== Data for the task ==

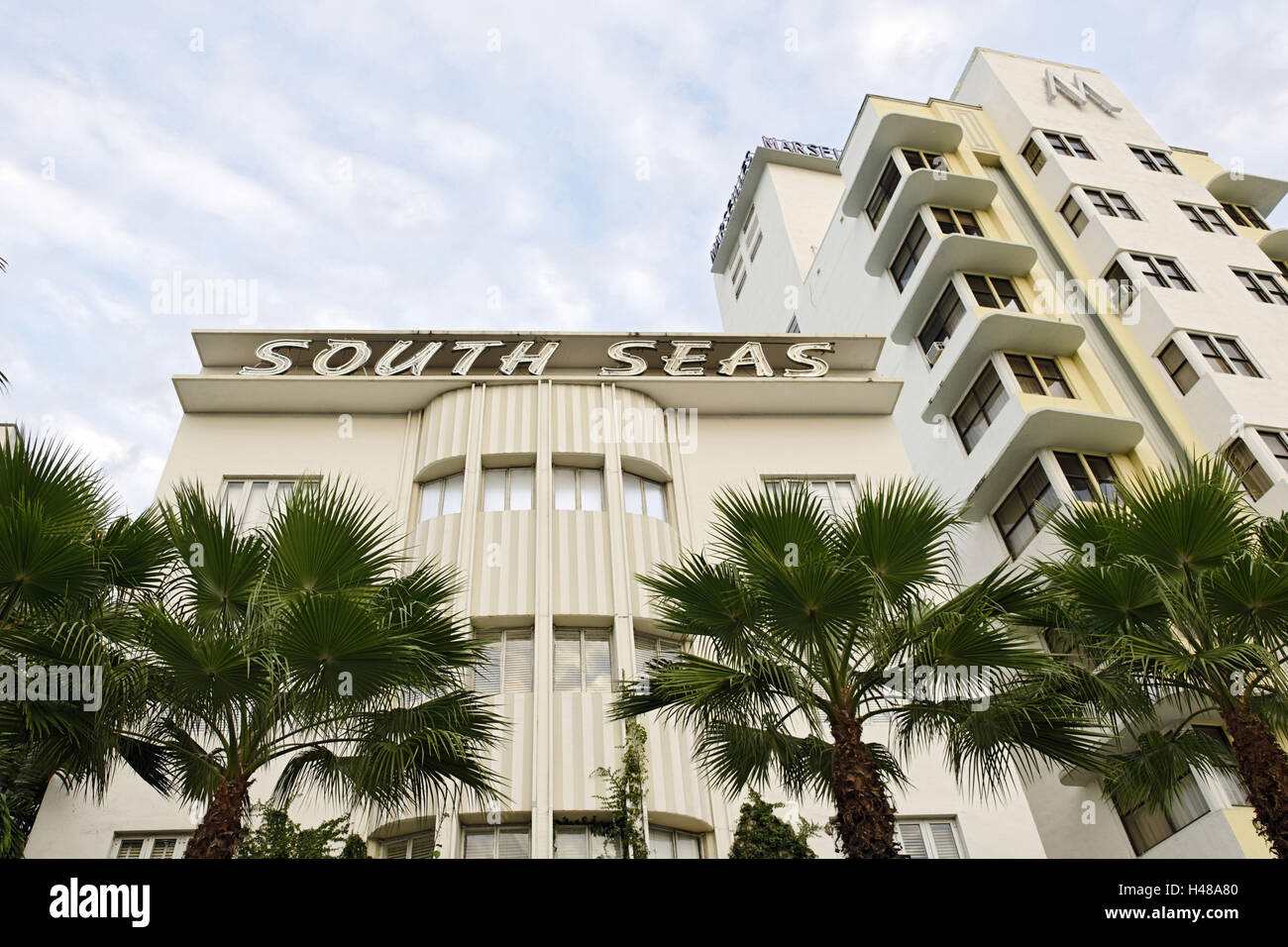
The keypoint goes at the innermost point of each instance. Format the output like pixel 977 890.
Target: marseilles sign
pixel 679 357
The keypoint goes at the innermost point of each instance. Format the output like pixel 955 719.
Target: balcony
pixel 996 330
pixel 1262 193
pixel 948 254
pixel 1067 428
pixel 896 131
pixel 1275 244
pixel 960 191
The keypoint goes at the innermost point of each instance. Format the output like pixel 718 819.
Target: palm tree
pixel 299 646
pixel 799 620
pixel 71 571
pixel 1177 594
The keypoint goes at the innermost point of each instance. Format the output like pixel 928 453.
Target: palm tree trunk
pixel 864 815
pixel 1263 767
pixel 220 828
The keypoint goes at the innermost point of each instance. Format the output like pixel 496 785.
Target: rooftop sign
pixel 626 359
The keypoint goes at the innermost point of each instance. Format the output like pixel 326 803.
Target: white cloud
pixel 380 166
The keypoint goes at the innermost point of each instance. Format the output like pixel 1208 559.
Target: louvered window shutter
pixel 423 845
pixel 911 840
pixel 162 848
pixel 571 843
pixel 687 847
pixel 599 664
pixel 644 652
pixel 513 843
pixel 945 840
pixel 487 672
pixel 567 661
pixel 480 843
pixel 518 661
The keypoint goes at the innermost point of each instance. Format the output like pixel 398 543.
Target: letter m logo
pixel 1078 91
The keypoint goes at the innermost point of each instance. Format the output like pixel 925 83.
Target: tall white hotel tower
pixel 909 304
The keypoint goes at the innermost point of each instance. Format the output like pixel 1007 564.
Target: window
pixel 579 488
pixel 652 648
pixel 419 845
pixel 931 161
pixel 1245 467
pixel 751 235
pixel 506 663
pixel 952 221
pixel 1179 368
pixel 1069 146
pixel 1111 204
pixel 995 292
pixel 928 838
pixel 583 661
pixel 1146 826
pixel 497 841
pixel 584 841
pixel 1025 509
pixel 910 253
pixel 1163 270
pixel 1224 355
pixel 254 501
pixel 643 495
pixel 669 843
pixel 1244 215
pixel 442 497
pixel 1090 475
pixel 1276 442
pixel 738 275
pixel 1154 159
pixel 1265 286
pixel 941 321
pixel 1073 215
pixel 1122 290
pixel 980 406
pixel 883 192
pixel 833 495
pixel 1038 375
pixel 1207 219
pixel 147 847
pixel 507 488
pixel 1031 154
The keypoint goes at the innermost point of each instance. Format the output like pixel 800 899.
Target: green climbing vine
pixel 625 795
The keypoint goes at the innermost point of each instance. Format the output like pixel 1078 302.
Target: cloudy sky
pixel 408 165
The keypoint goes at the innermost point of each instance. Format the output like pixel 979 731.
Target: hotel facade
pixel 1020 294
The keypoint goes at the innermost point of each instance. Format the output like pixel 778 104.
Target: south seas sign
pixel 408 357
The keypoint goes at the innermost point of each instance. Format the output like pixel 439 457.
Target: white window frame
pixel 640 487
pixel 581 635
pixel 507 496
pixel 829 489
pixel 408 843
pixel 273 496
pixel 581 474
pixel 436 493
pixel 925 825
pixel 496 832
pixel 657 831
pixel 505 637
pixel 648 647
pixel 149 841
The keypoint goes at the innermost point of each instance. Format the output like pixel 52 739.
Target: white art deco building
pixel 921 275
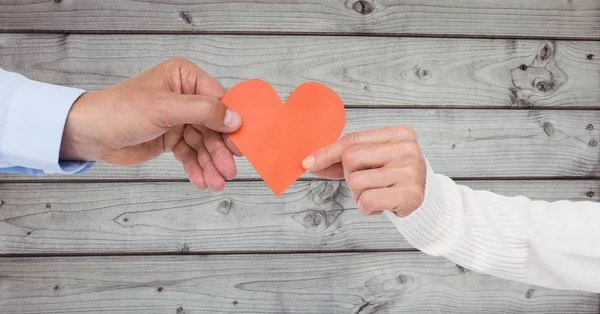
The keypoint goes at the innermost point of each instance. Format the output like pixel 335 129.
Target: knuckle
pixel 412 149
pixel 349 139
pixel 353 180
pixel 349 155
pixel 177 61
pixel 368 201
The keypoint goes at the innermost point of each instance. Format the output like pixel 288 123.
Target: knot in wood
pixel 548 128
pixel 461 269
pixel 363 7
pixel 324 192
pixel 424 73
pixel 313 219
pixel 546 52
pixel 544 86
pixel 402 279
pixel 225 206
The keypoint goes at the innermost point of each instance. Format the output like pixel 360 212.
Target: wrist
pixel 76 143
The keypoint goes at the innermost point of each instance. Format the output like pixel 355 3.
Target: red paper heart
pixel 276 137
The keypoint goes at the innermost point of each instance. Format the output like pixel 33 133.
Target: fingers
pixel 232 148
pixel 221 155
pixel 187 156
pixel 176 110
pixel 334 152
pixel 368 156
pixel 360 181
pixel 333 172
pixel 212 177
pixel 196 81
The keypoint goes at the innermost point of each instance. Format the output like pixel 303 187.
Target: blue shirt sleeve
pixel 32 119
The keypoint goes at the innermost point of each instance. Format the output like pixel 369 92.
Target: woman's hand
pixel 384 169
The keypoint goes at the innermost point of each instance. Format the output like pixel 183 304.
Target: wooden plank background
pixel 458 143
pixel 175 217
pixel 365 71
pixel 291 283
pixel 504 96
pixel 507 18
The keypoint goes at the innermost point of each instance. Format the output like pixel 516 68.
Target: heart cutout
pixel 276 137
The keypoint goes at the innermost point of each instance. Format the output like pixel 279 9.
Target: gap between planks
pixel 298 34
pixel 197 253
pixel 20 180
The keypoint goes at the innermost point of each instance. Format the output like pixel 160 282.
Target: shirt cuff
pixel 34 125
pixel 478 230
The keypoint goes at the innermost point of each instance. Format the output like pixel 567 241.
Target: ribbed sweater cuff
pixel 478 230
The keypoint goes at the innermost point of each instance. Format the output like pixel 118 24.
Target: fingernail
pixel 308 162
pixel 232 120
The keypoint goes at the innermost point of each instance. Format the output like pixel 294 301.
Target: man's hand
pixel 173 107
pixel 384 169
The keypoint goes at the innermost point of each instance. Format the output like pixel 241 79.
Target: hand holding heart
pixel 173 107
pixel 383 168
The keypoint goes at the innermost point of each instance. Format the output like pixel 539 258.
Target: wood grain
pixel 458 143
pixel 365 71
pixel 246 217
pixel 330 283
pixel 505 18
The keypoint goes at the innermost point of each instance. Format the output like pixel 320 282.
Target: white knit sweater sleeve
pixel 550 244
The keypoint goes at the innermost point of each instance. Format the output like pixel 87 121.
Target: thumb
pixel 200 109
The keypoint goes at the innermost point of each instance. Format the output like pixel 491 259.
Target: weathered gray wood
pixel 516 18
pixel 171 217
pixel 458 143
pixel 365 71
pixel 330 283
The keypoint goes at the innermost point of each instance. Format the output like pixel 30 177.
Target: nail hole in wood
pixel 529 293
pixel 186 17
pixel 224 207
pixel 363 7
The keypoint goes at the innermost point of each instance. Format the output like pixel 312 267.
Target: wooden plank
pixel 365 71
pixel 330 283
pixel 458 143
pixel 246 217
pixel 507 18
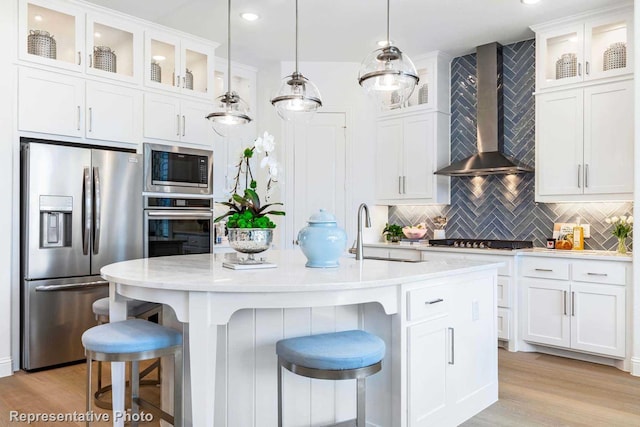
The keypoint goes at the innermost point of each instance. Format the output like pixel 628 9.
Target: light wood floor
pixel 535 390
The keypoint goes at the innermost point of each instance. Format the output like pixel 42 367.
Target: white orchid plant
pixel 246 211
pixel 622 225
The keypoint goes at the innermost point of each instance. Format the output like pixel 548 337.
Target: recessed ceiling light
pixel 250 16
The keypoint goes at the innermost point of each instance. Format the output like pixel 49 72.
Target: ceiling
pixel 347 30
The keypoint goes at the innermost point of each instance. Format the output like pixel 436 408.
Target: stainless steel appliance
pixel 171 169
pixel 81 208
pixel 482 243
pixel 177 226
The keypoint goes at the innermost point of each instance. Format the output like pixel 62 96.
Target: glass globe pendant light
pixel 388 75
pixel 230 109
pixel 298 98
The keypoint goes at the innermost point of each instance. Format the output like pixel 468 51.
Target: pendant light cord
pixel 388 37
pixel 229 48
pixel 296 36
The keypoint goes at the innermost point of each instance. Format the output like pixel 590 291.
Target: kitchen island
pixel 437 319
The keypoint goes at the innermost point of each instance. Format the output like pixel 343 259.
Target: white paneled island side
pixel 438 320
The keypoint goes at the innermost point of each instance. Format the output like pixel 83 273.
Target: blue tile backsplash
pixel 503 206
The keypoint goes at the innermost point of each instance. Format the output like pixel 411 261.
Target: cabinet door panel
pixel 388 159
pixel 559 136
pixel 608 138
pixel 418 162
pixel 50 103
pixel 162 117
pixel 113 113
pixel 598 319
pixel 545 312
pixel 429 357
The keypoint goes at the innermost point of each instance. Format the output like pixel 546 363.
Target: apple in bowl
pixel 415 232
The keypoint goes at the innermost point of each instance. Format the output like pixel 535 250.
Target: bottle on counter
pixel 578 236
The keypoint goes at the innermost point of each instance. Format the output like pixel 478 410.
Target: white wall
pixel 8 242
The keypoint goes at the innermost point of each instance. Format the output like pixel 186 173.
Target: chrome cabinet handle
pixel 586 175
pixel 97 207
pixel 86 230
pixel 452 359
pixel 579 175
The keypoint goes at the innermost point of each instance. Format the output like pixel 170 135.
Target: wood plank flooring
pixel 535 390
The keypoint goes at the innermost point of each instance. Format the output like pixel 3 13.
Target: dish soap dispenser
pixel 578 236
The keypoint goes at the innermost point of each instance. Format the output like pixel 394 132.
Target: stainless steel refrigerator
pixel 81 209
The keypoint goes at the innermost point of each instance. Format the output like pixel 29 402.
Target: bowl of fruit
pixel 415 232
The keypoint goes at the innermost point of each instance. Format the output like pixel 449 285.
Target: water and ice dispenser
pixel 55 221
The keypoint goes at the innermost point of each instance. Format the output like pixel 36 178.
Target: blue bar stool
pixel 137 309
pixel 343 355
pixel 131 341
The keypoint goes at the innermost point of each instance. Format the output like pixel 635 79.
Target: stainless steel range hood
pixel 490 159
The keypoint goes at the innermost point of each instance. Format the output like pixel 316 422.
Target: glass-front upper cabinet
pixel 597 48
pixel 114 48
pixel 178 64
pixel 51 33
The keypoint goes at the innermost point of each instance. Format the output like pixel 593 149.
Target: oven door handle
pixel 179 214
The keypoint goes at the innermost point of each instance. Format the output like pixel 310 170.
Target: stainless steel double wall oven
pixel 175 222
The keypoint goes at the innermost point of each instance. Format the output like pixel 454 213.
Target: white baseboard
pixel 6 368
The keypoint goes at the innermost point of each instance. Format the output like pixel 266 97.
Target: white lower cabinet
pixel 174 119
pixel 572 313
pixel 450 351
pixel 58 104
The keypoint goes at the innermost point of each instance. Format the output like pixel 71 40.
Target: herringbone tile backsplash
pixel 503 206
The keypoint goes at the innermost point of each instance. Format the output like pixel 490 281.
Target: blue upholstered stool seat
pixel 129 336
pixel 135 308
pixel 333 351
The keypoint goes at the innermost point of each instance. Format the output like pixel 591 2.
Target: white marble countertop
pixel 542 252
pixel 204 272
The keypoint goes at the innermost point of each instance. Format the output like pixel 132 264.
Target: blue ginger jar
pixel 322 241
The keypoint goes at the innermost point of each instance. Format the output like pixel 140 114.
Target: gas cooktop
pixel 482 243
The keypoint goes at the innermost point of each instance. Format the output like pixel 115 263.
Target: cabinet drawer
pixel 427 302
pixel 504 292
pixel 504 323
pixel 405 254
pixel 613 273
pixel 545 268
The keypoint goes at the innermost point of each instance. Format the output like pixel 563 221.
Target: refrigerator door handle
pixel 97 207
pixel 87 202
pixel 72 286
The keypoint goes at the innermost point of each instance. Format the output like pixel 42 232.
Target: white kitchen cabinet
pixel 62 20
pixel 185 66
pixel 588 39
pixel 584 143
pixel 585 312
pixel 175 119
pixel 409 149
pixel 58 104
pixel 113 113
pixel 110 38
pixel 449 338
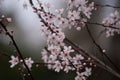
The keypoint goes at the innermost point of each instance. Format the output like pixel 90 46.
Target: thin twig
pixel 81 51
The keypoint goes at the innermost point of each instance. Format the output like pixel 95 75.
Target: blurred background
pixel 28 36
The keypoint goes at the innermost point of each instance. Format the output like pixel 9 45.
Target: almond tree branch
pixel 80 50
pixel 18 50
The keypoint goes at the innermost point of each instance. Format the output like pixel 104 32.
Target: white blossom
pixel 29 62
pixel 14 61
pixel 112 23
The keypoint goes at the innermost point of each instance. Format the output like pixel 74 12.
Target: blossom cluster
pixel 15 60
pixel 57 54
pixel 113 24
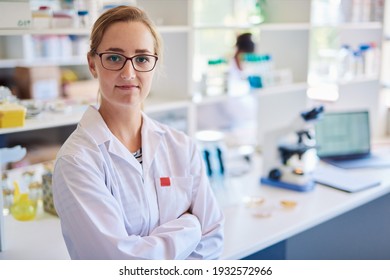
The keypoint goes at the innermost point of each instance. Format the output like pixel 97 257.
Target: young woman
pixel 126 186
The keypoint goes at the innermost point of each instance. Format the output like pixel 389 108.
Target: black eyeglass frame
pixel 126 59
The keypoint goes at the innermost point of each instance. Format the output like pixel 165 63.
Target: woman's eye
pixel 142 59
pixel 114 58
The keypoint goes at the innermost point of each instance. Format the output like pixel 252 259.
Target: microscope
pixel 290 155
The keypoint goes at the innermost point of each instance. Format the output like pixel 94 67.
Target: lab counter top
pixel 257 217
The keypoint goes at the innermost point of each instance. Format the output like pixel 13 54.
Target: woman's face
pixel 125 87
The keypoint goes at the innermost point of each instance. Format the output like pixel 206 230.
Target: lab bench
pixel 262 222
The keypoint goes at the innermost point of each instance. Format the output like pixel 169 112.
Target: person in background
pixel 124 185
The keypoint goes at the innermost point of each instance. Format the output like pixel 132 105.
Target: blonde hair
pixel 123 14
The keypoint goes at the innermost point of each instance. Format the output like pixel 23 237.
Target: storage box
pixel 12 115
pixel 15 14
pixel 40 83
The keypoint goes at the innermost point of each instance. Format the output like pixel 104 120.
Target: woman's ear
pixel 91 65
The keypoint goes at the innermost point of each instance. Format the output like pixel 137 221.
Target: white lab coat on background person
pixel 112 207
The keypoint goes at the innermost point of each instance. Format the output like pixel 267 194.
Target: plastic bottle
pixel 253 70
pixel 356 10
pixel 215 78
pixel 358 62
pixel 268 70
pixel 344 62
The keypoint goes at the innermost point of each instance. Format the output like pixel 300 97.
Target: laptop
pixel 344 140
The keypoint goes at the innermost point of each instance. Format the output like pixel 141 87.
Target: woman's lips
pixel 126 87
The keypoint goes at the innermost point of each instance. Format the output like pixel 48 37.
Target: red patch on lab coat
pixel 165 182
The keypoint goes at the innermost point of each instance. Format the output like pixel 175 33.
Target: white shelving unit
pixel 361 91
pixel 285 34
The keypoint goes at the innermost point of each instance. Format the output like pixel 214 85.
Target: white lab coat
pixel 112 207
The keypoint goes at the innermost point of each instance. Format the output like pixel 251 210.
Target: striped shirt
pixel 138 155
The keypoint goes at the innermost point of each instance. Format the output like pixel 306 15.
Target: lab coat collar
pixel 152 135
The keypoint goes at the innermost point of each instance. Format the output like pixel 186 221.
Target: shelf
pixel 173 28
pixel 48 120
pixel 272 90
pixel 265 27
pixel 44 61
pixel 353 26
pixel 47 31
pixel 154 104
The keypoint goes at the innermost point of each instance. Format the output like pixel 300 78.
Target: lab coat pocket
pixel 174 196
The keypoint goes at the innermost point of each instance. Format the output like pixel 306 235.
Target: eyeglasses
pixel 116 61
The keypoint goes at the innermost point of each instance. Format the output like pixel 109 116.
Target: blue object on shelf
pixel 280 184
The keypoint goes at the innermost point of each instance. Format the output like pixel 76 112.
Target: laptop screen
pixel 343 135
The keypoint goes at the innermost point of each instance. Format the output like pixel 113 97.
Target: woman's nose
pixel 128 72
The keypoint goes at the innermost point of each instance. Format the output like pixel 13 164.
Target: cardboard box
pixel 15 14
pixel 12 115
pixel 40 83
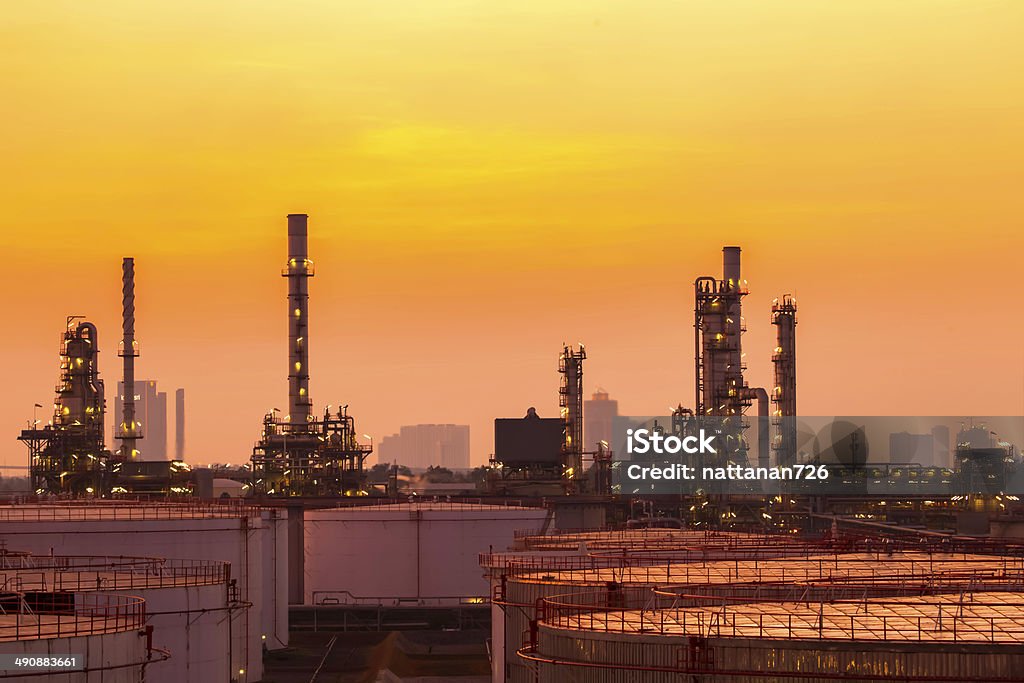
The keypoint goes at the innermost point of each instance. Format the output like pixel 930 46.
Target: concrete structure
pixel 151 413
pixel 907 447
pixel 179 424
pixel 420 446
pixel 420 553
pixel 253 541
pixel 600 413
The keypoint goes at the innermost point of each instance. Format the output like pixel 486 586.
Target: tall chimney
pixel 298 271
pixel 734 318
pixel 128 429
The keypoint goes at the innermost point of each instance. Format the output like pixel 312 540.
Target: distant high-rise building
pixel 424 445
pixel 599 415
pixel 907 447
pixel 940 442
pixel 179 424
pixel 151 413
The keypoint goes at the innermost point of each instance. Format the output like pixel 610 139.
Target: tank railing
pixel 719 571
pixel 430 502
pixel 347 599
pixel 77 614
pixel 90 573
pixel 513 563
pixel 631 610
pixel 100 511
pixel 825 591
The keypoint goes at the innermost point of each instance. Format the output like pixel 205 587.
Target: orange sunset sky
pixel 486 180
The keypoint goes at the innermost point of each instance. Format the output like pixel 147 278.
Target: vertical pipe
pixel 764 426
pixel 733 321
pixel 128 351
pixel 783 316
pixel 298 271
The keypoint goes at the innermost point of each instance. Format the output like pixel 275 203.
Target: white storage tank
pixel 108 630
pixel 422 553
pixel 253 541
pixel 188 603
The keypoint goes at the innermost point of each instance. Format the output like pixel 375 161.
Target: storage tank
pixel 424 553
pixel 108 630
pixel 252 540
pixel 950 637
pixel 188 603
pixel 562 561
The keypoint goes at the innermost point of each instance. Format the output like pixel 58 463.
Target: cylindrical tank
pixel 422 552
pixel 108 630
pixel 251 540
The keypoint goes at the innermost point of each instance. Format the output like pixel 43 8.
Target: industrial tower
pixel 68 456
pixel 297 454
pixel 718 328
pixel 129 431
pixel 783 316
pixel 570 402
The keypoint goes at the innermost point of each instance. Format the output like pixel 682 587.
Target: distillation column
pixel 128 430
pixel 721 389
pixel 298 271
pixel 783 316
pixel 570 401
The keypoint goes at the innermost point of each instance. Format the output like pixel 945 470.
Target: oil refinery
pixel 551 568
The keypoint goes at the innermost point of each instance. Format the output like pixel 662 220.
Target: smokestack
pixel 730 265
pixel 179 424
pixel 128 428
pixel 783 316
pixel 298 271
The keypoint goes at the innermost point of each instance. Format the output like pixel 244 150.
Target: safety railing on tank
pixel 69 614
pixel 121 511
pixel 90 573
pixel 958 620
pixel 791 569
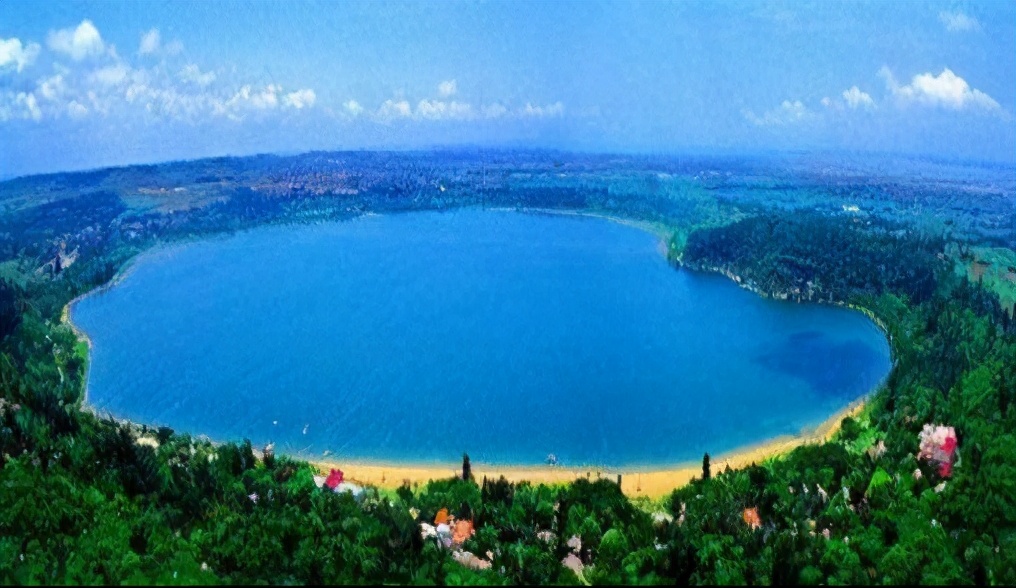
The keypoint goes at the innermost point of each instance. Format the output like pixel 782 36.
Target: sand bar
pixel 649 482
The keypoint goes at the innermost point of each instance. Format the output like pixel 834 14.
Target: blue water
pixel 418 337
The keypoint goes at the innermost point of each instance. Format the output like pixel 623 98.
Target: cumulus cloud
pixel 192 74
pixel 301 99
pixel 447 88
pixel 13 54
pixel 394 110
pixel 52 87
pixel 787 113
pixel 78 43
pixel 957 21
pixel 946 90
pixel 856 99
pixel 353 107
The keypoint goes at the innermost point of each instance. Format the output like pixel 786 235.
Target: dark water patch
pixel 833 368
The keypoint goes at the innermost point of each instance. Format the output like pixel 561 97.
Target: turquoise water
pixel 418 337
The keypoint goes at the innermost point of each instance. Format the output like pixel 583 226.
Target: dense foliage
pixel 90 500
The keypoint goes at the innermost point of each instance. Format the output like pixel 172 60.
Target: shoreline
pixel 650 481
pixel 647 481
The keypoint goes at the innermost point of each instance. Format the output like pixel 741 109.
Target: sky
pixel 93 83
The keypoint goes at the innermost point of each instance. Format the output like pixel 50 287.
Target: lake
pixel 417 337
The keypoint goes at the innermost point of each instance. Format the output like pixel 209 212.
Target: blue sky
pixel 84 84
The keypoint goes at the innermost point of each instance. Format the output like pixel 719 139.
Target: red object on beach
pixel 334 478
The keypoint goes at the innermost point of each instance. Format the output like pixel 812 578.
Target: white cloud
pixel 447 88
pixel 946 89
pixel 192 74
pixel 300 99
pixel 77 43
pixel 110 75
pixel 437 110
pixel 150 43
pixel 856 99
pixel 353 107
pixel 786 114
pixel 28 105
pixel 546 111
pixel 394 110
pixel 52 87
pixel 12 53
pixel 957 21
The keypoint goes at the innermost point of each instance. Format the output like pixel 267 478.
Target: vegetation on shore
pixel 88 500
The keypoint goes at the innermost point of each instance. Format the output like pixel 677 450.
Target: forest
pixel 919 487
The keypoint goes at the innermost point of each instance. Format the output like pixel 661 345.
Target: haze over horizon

===

* [Your assignment]
Pictures stay out; output the lines from the top of the listing above through the line containing "pixel 1007 564.", exactly as they stand.

* [Answer for the task]
The keypoint goes at the innermost point of each instance. Format the output like pixel 977 890.
Target: marseilles sign
pixel 679 357
The keypoint goes at the innermost point of each instance. Format the output like pixel 955 719.
Target: balcony
pixel 996 330
pixel 1262 193
pixel 948 254
pixel 1067 428
pixel 896 131
pixel 1275 244
pixel 960 191
The keypoint goes at the innermost point of each instance. Format the output like pixel 718 819.
Target: palm tree
pixel 299 646
pixel 799 620
pixel 71 571
pixel 1177 594
The keypoint goes at the innermost point of each instance. Format the output like pixel 928 453.
Target: palm tree trunk
pixel 864 815
pixel 1263 767
pixel 220 828
The keypoint goes at the innermost point of each instance. Format the output like pixel 496 785.
Target: rooftop sign
pixel 626 359
The keypoint goes at the innermost point of each instance. Format the output like pixel 326 803.
Target: white cloud
pixel 380 166
The keypoint goes at the innermost point of each instance. Format the output like pixel 1208 559.
Target: louvered window shutter
pixel 423 845
pixel 911 840
pixel 162 848
pixel 571 843
pixel 687 847
pixel 599 664
pixel 644 652
pixel 513 843
pixel 945 840
pixel 487 672
pixel 567 661
pixel 480 843
pixel 518 661
The keypoint goes at the innermost point of each instance. Format the output like pixel 398 543.
Target: letter m logo
pixel 1078 91
The keypoint goes at the innermost point of each instance. Format the output like pixel 925 83.
Target: tall white hotel tower
pixel 909 304
The keypoint goes at the innermost point of each instance. Format the output like pixel 1007 564.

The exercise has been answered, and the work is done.